Fragmento para leer >>
Cuando pensamos en Jesús, muchos de nosotros lo que tenemos presente es cómo dejó su casa de familia y a su madre para salir a predicar su mensaje y a atender a todos aquellos que se cruzaron en su camino: devolvió la vista a los ciegos, curó leprosos, atendió a endemoniados, devolvió el oído a los sordos, resucitó a muertos y, sobre todo, tuvo siempre entrañas de misericordia y gestos de acogida para todos aquellos que se sentían excluidos de la sociedad: «No necesitan médico los sanos, sino los enfermos. No he venido a llamar a los justos, sino a los pecadores a que se conviertan» (Lucas 5, 31 – 32).
Lo tenemos ahí, como referente, y despierta toda nuestra admiración.
También miramos con total admiración a otras personas que, como Jesús, han sabido ser generosas hasta el extremo y han renunciado a todo por los demás. Como siempre han hecho y siguen haciendo hoy cada día tantos sacerdotes y tantos misioneros por el mundo entero.
Pero lo cierto es que, aunque les miremos con admiración y los tengamos como referentes, sentimos que las vidas de la mayoría de nosotros están bien lejos de las suyas. Lejos, por las muchas ataduras que nosotros tenemos y lejos también por los cientos de actividades «super corrientes» que nosotros tenemos que hacer a diario y que nos roban buena parte del día, o incluso prácticamente su totalidad: pasamos horas trabajando, pasamos horas estudiando, vamos al supermercado, cocinamos, nos ocupamos de nuestras familias, vamos al médico, hacemos recados… son realidades tan distintas de las de esos modelos nuestros que nos vemos como en otro plano, con un orden de preocupaciones mucho menos elevadas, mucho más «del mundo», mucho más de andar por casa.
Y nos olvidamos también de que Jesús – ese Jesús al que tenemos como modelo – antes de esos 3 años de vida pública de los que tantos pasajes han quedado recogidos en el Evangelio, vivió 30 años en Nazaret una vida sencilla, una vida de familia, no tan lejana de la nuestra. Y tan bueno y tan digno de admiración fue en los 3 años de vida pública como lo fue en los 30 años de vida en Nazaret, de la que apenas nos han quedado unos cuantos pasajes en el Evangelio.

Datos proporcionados >>
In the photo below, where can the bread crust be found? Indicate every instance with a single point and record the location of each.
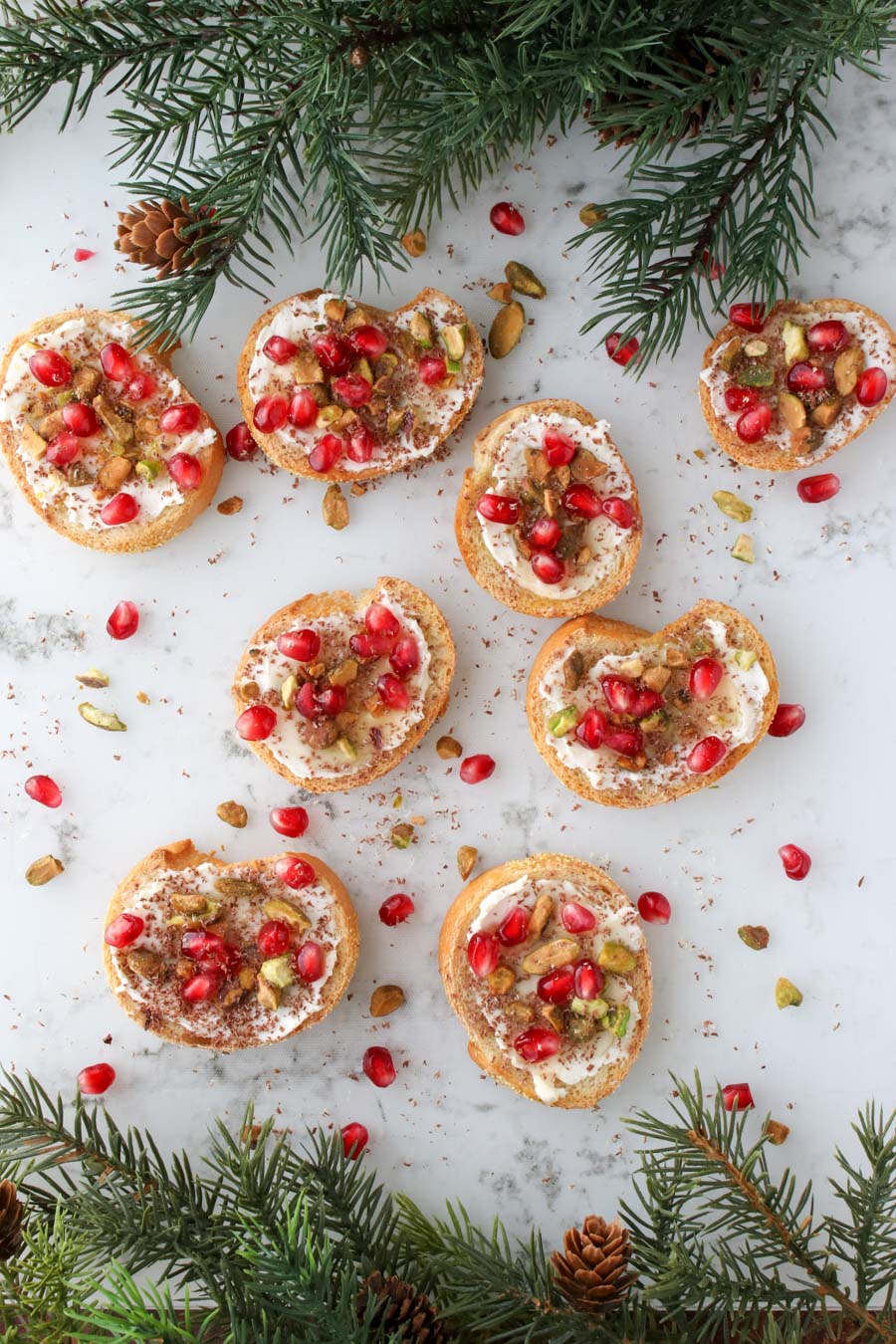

* * *

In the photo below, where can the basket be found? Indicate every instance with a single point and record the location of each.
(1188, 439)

Tareas >>
- a) Responde a estas preguntas sobre el fragmento dedicado a la vida de Jesús:
(i) Según la cita de Lucas 5, 31 – 32, ¿a quiénes dice Jesús que no ha venido a llamar?
(ii) ¿Cuántos años de vida pública de Jesús menciona el fragmento?
(iii) ¿Cuántos años vivió Jesús en Nazaret, según el fragmento?
- b) Prolonga el fragmento sobre la vida de Jesús a partir de su última oración.

Respuestas en orden >>
- a)
(i) A los justos.
(ii) Tres años.
(iii) Treinta años.

- b)
Lo importante a los ojos de Dios es el amor con el que hacemos lo que quiera que hagamos, por vulgar que nos pueda parecer. Quien vive su vida sencillamente, desde el amor, es un héroe cotidiano.
De tal manera que cuando, por ejemplo, vamos en un autobús de línea, para ir de una parte de la ciudad a otra, podemos entrar dando los buenos días al conductor – ¿cómo es posible que casi nadie lo haga? – y podemos viajar estando pendientes de que no entre nadie que pueda necesitar nuestro sitio. O podemos entrar por la puerta como si no hubiera nadie al volante y poner una barrera invisible a quienes nos rodean para que ni nos miren, ni nos molesten con ningún tipo de pregunta, ni nos requieran el sitio. Un mismo trayecto y dos vivencias completamente diferentes. Que vistas desde fuera pueden parecer dos vivencias iguales, pero pero nada tienen que ver.
Esa buena disposición hacia los demás es la que podemos tener ante esas pequeñas grandes actividades que componen nuestra vida cotidiana: ese trabajar, ese estudiar, ese ir al supermercado, ese cocinar, ese ocuparnos de nuestras familias, ese ir al médico, ese hacer recados…
Esa buena disposición hacia los demás y hacia Dios es la que podemos tener, también, cuando se presentan los problemas, las enfermedades y los sinsabores de la vida.
Esa buena disposición hacia los demás es la que debemos demostrar, también, haciendo nuestras sus penas y haciendo también nuestras sus alegrías.
Esa buena disposición es la que debemos tener siempre, hagamos lo que hagamos, por poco relevante que nos pueda parecer. De esa manera tan sencilla, haremos felices a los demás, seremos felices nosotros y nos sentiremos de Dios.